• **EXERCISE REQUIREMENTS**
Once you reach the line containing "Please locate the window frame", copy it and every line after it exactly, through the end of the data below.

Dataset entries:
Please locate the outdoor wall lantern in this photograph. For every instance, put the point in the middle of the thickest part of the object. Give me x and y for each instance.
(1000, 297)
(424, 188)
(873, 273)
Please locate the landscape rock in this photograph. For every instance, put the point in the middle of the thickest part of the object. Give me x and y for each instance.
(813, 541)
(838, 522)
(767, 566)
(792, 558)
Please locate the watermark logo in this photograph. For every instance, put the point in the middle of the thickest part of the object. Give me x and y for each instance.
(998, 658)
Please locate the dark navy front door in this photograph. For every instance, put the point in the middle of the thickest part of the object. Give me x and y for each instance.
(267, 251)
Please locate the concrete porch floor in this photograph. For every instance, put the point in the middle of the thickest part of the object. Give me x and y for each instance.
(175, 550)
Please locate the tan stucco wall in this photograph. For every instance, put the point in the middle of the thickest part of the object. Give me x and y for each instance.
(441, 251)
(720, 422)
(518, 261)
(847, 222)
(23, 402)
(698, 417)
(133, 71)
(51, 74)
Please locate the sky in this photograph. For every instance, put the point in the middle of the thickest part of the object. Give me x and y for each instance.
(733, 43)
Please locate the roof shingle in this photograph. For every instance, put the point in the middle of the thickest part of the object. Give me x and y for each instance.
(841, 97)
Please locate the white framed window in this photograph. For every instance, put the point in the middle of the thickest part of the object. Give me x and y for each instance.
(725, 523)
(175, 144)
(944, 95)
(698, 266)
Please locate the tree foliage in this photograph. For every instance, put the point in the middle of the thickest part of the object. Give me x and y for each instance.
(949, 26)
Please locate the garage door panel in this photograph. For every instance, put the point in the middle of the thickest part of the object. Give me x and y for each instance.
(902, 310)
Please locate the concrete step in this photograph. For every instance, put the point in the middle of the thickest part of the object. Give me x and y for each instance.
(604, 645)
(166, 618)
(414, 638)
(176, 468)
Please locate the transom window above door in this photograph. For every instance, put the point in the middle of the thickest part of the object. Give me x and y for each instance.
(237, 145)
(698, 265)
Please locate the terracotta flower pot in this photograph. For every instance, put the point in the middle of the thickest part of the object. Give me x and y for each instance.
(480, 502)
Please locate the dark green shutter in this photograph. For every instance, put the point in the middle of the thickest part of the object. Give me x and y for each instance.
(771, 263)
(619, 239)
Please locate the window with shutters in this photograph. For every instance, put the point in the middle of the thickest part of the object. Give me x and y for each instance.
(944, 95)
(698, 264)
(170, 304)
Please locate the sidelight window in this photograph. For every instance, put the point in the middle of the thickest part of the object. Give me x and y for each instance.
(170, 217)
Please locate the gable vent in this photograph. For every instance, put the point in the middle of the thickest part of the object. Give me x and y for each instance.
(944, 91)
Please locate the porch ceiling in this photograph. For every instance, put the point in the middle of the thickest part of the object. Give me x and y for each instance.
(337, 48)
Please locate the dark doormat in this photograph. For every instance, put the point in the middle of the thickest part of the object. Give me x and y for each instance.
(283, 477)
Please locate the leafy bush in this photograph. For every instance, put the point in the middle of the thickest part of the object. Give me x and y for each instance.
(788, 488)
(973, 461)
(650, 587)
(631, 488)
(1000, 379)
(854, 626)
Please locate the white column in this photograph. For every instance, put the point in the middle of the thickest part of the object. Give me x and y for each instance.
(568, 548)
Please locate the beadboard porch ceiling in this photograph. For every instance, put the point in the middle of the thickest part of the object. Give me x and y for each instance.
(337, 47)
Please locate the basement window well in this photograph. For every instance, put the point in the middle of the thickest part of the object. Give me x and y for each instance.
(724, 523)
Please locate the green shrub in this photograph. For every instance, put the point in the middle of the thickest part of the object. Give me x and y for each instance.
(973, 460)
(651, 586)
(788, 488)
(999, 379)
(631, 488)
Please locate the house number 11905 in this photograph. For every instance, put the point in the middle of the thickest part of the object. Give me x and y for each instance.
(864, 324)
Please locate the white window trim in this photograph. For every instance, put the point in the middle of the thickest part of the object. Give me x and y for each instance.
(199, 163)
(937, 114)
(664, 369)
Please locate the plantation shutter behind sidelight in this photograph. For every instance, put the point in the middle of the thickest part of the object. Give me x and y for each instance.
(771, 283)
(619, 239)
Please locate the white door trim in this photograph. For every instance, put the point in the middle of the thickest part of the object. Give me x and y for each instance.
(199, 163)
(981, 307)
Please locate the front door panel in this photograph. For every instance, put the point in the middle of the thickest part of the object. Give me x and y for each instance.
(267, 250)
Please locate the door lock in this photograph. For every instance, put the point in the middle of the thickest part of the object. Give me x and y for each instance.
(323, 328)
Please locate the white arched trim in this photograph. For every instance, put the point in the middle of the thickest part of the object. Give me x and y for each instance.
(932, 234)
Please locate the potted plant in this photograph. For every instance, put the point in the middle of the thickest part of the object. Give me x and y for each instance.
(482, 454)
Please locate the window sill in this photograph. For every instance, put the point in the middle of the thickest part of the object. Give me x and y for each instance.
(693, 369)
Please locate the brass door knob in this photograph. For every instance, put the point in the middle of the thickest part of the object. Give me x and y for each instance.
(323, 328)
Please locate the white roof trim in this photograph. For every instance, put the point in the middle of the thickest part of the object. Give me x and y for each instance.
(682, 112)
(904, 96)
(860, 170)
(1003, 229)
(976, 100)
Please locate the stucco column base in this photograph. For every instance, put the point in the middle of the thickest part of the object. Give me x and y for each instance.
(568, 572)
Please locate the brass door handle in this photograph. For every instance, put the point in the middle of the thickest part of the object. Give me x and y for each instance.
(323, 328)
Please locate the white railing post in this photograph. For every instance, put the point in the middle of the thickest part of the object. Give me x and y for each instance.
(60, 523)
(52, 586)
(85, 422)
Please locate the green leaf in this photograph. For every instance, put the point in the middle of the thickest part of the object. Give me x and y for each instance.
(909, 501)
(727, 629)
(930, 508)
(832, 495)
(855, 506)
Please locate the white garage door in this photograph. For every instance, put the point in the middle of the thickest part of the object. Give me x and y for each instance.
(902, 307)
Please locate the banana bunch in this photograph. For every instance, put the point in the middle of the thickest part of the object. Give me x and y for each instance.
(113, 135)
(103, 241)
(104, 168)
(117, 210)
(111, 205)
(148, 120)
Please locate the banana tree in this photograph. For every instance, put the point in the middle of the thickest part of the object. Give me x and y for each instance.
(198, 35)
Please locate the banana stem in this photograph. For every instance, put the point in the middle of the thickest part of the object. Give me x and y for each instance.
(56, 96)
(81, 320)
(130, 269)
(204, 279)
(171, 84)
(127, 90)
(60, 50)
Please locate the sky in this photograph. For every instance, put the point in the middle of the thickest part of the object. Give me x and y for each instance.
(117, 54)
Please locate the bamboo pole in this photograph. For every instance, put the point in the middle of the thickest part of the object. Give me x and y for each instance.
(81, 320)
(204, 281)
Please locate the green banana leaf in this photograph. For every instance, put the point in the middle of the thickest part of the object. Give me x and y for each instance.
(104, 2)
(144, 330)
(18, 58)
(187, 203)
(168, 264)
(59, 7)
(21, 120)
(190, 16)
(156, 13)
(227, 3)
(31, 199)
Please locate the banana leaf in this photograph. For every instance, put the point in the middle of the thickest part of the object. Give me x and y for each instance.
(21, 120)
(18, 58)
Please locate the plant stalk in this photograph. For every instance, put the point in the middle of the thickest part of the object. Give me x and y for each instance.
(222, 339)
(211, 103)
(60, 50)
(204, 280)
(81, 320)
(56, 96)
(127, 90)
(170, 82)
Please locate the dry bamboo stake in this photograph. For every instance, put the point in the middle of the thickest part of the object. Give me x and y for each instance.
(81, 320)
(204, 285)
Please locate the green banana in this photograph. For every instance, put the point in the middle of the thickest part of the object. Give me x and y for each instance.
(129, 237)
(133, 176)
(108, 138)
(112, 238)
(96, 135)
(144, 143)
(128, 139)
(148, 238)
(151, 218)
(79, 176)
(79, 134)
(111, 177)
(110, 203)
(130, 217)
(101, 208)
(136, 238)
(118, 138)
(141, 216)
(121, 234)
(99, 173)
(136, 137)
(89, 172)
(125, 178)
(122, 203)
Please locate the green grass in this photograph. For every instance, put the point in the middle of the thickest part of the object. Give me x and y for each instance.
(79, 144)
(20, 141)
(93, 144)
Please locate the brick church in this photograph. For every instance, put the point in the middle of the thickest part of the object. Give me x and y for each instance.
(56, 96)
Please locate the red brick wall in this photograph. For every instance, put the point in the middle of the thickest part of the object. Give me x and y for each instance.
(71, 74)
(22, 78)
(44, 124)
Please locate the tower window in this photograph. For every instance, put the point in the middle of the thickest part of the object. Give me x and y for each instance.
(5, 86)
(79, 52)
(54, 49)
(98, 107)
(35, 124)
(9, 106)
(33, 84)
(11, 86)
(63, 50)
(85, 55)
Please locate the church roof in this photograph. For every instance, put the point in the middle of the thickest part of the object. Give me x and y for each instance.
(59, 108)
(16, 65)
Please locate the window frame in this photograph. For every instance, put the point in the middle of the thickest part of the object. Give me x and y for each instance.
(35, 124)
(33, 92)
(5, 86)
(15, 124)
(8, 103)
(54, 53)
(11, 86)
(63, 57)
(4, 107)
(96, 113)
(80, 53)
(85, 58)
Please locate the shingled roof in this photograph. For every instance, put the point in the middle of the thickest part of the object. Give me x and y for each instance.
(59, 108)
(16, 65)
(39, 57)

• **ANSWER SPACE**
Please locate the window frame in this photograph. For every instance, put the point in the middle of the thickest part of the object. Give me x and y for each instance.
(35, 124)
(33, 92)
(5, 86)
(15, 124)
(8, 103)
(54, 53)
(11, 86)
(63, 57)
(4, 107)
(96, 113)
(80, 53)
(85, 58)
Please locate the shingled roof in this photograph. For every instance, put the point in the middle of the thickest part of the object. Give me x and y for each instance.
(59, 108)
(16, 65)
(39, 57)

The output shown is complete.